TEXT UNDER STUDY Start Marker

No; it’s the secret that moves within,
filling and storing up to the top,
up to the surface where it turns into something else again.
The moment you learn the secret, these lines warn, it will change, and you’ll know nothing at all. In the earlier books, secrecy marks much of Bernard’s sharing, so that reading can feel more like overhearing—an intrusion she’s nonetheless invited. The effect both frustrates and fascinates, as when, eavesdropping on strangers’ conversation, you hear only half of what is said (and that half involves large, tusked animals). In comparison, most poems in Romanticism are comprehensible on a single reading, if also rich enough to warrant rereading.
The first three books, particularly Swan Electric, also contain less mysterious poems, including a charming cycle about New York in the eighties. At her best, Bernard mixes remarkable cocktails of accessibility and opacity. In this sonnet from her third volume, she simultaneously shows and hides, advances and retreats:
At least that many buffet here, and I
erect as the monument despite my hope to be flattened.

TEXT UNDER STUDY End Marker
SOURCE INFORMATION Start Marker

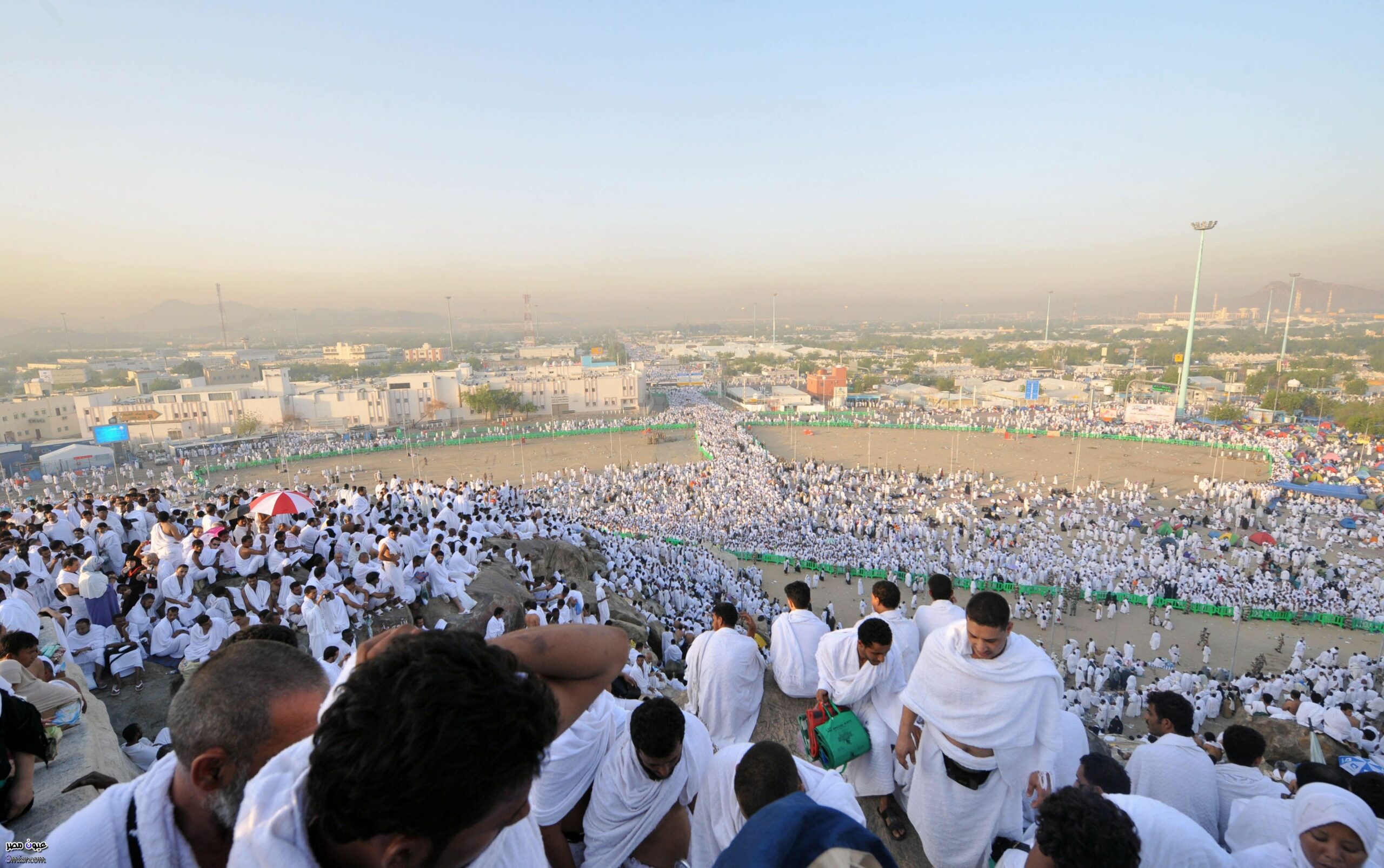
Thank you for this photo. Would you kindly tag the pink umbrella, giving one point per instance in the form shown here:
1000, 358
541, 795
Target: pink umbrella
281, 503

SOURCE INFORMATION End Marker

- TASK BRIEF -
From the passage on Bernard's poetry, repeat word for word the part starting at "The first three" and ending at "to be flattened.".

- WRITTEN REPLY -
The first three books, particularly Swan Electric, also contain less mysterious poems, including a charming cycle about New York in the eighties. At her best, Bernard mixes remarkable cocktails of accessibility and opacity. In this sonnet from her third volume, she simultaneously shows and hides, advances and retreats:
At least that many buffet here, and I
erect as the monument despite my hope to be flattened.